[Start of Exercise input]

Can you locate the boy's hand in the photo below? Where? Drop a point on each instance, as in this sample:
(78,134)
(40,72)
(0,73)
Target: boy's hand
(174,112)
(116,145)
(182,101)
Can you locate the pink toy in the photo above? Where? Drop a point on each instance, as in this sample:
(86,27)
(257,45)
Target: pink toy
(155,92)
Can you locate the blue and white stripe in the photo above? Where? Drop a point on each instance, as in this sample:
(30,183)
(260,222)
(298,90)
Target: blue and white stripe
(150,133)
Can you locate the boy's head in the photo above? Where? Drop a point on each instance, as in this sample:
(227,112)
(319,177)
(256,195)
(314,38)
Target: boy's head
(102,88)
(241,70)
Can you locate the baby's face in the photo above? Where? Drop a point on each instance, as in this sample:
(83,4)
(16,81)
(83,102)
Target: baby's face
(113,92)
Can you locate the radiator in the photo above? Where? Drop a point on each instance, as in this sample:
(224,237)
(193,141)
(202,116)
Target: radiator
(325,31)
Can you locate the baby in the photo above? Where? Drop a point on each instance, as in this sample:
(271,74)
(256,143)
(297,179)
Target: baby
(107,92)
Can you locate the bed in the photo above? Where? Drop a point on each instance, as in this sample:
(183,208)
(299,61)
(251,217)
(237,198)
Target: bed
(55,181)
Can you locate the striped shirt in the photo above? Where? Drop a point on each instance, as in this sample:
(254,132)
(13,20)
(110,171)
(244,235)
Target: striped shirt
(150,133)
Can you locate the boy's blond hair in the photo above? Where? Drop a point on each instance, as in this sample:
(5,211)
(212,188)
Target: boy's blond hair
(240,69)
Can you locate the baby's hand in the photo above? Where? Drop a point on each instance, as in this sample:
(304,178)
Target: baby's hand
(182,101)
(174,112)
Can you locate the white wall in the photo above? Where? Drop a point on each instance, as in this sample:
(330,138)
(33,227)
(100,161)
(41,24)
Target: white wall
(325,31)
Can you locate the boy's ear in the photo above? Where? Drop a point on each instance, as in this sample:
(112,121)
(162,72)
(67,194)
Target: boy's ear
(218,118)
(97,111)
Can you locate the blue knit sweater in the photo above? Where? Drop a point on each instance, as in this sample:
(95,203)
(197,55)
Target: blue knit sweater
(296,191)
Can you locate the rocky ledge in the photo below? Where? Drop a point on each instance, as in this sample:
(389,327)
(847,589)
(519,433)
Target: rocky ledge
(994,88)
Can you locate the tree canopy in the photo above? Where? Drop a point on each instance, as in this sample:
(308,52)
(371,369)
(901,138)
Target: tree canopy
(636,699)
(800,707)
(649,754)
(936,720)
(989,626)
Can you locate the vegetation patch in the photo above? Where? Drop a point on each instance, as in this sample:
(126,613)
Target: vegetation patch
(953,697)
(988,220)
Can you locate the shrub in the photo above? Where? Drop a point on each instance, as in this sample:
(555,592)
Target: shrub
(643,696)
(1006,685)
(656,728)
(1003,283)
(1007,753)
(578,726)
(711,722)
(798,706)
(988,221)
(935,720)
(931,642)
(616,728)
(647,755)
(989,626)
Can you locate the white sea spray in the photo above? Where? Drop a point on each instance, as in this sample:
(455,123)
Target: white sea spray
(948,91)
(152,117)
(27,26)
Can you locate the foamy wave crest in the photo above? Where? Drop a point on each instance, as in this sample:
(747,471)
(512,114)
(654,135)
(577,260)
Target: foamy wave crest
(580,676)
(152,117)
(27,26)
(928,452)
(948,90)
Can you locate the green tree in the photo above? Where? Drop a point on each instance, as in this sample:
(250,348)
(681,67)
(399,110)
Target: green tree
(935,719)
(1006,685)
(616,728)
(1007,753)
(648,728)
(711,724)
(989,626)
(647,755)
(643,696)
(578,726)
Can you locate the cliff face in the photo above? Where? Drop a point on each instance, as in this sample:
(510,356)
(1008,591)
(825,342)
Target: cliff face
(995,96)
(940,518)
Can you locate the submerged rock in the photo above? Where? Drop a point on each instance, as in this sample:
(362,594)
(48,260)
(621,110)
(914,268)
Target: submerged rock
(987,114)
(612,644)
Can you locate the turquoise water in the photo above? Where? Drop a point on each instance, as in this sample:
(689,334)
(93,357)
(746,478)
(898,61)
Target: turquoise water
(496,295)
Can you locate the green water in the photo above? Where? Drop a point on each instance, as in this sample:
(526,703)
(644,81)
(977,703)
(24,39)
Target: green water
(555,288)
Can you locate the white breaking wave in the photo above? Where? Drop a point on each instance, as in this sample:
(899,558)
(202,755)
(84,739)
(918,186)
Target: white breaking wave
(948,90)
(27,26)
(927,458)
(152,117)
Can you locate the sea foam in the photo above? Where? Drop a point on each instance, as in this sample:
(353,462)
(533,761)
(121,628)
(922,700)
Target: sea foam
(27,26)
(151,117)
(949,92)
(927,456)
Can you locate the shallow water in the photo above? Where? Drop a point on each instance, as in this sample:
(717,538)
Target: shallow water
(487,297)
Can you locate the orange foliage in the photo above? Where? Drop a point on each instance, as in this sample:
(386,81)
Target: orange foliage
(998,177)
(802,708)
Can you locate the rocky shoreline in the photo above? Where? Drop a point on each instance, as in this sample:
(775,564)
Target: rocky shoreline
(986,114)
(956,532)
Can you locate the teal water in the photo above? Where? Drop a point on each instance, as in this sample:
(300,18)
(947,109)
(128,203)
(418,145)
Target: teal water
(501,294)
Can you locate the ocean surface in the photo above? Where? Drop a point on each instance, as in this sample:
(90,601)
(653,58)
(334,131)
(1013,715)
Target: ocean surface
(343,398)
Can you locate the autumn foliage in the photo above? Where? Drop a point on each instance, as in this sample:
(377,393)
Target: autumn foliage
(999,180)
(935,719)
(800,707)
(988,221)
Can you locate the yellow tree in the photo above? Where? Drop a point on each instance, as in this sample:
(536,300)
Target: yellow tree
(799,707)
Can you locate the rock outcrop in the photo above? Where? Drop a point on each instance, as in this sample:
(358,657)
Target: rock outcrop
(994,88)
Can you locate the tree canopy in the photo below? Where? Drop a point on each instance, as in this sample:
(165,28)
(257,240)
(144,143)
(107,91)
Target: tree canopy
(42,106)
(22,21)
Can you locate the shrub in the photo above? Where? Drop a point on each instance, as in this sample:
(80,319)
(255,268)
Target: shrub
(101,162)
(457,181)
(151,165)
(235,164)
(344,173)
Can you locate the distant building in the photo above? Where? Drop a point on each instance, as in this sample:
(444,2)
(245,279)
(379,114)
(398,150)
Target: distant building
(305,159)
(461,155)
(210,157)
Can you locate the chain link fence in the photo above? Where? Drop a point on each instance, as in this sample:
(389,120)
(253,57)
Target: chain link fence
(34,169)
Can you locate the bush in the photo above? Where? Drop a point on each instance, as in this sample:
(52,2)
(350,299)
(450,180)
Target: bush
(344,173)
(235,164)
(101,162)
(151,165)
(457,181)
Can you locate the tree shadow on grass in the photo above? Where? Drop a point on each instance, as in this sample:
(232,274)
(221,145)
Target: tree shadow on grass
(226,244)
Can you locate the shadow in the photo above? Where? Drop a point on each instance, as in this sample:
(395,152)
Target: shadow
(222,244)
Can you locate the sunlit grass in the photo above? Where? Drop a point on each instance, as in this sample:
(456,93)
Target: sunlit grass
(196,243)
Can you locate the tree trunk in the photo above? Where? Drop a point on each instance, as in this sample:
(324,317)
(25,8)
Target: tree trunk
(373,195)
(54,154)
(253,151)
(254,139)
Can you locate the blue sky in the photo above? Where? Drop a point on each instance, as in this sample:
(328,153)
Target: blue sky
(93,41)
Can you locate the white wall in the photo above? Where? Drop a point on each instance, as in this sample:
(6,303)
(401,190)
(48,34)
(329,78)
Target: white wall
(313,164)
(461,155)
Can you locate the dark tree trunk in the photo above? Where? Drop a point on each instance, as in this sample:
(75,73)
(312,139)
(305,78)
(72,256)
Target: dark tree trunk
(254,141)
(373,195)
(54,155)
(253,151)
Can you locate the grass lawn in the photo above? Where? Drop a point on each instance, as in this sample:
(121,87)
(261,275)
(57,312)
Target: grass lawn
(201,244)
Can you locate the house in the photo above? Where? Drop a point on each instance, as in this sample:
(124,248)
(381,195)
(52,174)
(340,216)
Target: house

[End of Exercise input]

■ **What you will do**
Output the line that contains "Can you locate the sunlit", followed by every later line in the listing, with no line omitted and none added.

■ **The answer**
Can you locate the sunlit grass in the photo above? Where? Drop a point on each instance, as in this sample:
(456,93)
Target: sunlit grass
(196,243)
Can you locate the tree trunk in the photo above? Where? Drop a point on each instance, as in this sample:
(324,317)
(25,8)
Target: tree trunk
(373,195)
(54,154)
(253,151)
(254,139)
Can you locate the blue sky in the photo above? Where? Drop a point on each instance, as in this sample:
(328,153)
Target: blue sky
(93,41)
Can you locate the white wall in the photo above? Where? Drop a point on each instance, as in this sample:
(6,303)
(401,190)
(48,34)
(329,78)
Target: white wall
(313,164)
(461,155)
Can you locate the dark tree trunk in the photo above? Where? Drop a point on each instance, as in this sample:
(75,73)
(312,139)
(305,78)
(72,256)
Target: dark tree trunk
(254,141)
(373,195)
(54,155)
(253,151)
Can you locate the grass lawn in the photo above? Where? Drop a point on each instance, as in this sample:
(121,87)
(261,275)
(57,312)
Target: grass lawn
(201,244)
Can you locate the house in the photo above? Where? Drop a point on each instance, as in this sample:
(124,248)
(381,195)
(52,174)
(340,216)
Target: house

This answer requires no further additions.